▶ _Seitentext_

◆ ◆ ◆ ◆ ◆

# Mail Client



## kokoroko (10. Apr 2007)

Hallo Zusammen, 

ich versuche zur Zeit einen eigenen E-Mail client in Java zu schreiben. Ich hole Mails von einem POP3-Server. Alles laeuft mehr oder weniger super. Nur 2 Probleme konnte ich bis jetzt nicht loesen(vielleicht weil ich ganz neu in java bin). 

1. Wie finde ich heraus, welche Nachrichten ich noch nicht vom PO3-Server heruntergeladen habe? 

2. Die geholten Mails sollen in einem Verzeichnis gespeichert werden, das so z.B strukturiert ist. 


* C:\tomcat\webapps\Account_NR\Incoming\User\abgehaengte_datei *

P.S. die Leute, die mir nachrichte mit Attachment schicken haben einen Account_NR bei mir zur identifikation. Und unter einem Account_NR koennen mehrere Users sein. 
Ich versuche seit 2 Wochen und hab keine Ahnung. 
Hat jemand eine Idee? 

Danke fuer Ihre Hilfe


----------



## AlArenal (10. Apr 2007)

◆ ◆ ◆ ◆ ◆

▶ _Bereitgestellte Daten_
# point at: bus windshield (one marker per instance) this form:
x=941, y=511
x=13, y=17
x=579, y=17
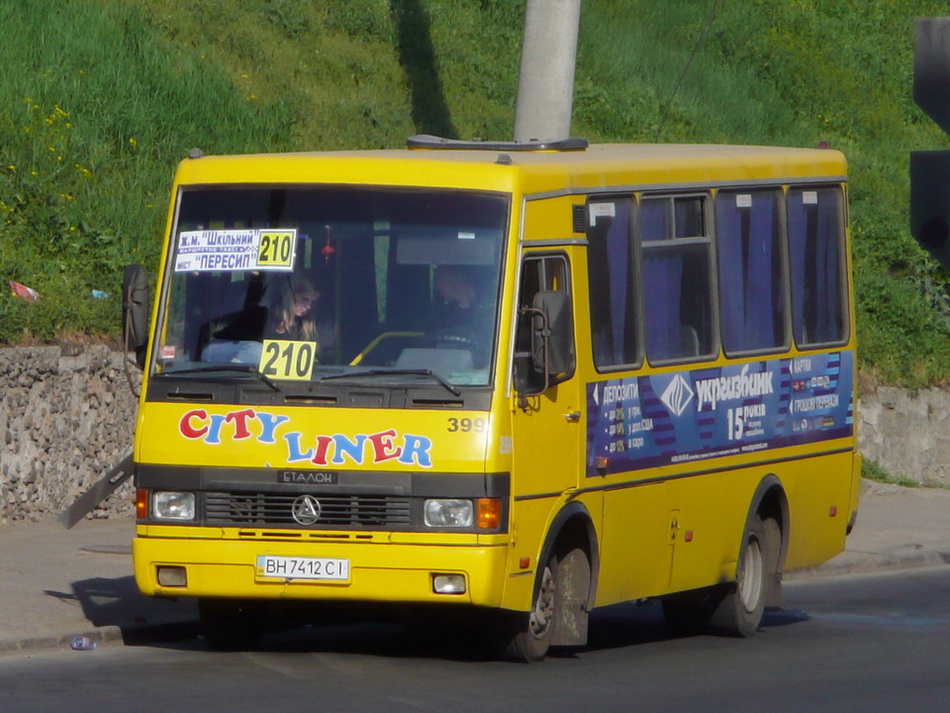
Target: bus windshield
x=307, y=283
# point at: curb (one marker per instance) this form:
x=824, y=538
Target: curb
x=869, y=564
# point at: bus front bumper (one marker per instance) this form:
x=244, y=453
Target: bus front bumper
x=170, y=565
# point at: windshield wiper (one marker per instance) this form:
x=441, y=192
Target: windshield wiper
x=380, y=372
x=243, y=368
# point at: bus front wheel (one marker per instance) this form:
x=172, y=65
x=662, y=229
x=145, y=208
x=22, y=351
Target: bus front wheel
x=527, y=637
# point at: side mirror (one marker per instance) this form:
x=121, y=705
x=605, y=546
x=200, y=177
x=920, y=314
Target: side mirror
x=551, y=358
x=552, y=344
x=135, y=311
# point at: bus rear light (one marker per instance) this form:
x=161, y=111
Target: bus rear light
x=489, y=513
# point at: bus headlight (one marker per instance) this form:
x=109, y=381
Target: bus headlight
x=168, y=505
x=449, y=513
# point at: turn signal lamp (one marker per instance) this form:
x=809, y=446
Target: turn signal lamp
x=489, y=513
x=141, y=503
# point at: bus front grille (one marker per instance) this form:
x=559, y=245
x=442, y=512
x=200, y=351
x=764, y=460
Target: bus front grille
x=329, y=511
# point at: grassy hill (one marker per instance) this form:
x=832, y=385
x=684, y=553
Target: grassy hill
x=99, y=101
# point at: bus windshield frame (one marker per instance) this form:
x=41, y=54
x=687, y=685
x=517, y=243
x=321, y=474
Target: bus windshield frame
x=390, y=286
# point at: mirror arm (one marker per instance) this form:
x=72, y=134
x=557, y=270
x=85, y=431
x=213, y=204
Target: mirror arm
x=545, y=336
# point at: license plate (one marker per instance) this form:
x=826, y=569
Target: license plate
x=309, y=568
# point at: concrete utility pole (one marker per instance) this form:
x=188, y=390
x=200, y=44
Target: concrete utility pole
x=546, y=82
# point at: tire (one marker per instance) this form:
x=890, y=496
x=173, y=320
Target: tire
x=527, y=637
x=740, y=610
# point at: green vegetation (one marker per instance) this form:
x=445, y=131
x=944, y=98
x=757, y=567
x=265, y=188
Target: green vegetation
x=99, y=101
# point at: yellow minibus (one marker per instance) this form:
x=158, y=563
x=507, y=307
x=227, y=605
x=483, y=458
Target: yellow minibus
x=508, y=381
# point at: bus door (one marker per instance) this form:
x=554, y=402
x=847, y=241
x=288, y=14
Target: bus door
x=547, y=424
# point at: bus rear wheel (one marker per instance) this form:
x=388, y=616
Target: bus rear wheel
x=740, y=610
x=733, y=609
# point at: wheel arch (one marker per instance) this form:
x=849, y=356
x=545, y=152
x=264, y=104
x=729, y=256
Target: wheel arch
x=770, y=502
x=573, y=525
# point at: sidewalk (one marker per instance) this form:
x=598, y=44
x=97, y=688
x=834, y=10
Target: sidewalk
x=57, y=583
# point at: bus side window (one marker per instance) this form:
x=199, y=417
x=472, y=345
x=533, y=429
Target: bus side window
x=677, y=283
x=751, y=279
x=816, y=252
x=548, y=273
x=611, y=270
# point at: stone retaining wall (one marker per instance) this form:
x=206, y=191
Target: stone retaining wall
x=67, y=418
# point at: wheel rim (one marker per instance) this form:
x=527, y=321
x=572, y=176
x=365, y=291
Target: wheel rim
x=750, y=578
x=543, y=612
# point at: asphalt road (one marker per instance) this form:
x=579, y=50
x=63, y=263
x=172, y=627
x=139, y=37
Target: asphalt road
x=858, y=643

◆ ◆ ◆ ◆ ◆

▶ _Gefragt ist_
1. Von welchem Servertyp werden laut dem Beitrag zum Mail-Client die Mails geholt?
2. Gib aus dem Beitrag zum Mail-Client den Abschnitt wortgetreu wieder, der mit „ich versuche zur“ beginnt und bis „hab keine Ahnung.“ reicht.

▶ _Antworten_
1. Von einem POP3-Server.

2.
ich versuche zur Zeit einen eigenen E-Mail client in Java zu schreiben. Ich hole Mails von einem POP3-Server. Alles laeuft mehr oder weniger super. Nur 2 Probleme konnte ich bis jetzt nicht loesen(vielleicht weil ich ganz neu in java bin). 

1. Wie finde ich heraus, welche Nachrichten ich noch nicht vom PO3-Server heruntergeladen habe? 

2. Die geholten Mails sollen in einem Verzeichnis gespeichert werden, das so z.B strukturiert ist. 


* C:\tomcat\webapps\Account_NR\Incoming\User\abgehaengte_datei *

P.S. die Leute, die mir nachrichte mit Attachment schicken haben einen Account_NR bei mir zur identifikation. Und unter einem Account_NR koennen mehrere Users sein. 
Ich versuche seit 2 Wochen und hab keine Ahnung.